Short task: Reproduce each of the entries below word for word, in the same order, without changing anything.

Data for this exercise:
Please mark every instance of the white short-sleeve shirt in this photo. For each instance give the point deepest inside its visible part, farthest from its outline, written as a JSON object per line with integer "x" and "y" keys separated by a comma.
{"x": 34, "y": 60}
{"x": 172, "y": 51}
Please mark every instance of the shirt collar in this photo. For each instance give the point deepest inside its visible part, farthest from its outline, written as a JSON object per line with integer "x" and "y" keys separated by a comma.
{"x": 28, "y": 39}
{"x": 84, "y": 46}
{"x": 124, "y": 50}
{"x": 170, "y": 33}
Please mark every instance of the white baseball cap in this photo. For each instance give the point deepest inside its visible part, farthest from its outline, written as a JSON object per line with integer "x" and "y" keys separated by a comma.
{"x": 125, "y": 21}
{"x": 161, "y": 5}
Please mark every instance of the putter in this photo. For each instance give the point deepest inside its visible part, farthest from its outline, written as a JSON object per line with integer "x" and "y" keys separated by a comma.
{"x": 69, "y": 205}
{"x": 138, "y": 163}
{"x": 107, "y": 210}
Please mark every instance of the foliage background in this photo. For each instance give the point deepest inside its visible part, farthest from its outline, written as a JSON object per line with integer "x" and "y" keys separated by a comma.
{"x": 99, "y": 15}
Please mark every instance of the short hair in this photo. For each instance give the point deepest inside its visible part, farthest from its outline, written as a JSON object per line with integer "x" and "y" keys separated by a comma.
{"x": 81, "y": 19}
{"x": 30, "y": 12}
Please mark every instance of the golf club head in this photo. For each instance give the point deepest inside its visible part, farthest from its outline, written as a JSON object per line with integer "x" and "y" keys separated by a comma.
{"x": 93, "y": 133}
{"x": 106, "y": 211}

Output of the exercise:
Please mark every instance of the white short-sleeve shirt in this photo. For each instance give the point deepest inside its visible part, farthest from its outline, written as a JSON object per line with integer "x" and "y" keys separated by a comma.
{"x": 34, "y": 60}
{"x": 172, "y": 51}
Please mark every instance of the shirt collar in this photo. For each instance give the point deepest inside its visible part, farthest from its outline, written as a JSON object per line with integer "x" and "y" keys separated by a comma.
{"x": 28, "y": 39}
{"x": 84, "y": 46}
{"x": 124, "y": 50}
{"x": 170, "y": 33}
Please mark every instance of the white baseball cap in this photo. For each instance give the point deepest inside its visible part, farthest from its outline, written as a JSON object per line with integer "x" and "y" keys separated by a comma.
{"x": 125, "y": 21}
{"x": 161, "y": 5}
Please mark every instance of the putter in this photo. For each instance give the point deepest inside its visible part, farthest from its outline, written as a JSON object per line with integer "x" and "y" keys separated by a comma.
{"x": 69, "y": 205}
{"x": 138, "y": 163}
{"x": 107, "y": 210}
Please mark every instance of the foliage background in this photo. For each instance give the point deepest inside its visible part, farthest from its outline, written as a JSON object per line with integer "x" and "y" keys separated by a comma.
{"x": 99, "y": 15}
Please mark every instance of the short hair in this photo. For each instance give the point deepest inside its visible part, farthest from its outline, written as a JSON object per line with integer "x" and "y" keys separated by a comma.
{"x": 81, "y": 19}
{"x": 30, "y": 12}
Please mark every instance of the golf club head in this photo. For each instance give the point deepest inside its visible part, farthest from its outline, written as a JSON object per line with integer "x" and "y" keys separated by a comma.
{"x": 93, "y": 133}
{"x": 106, "y": 211}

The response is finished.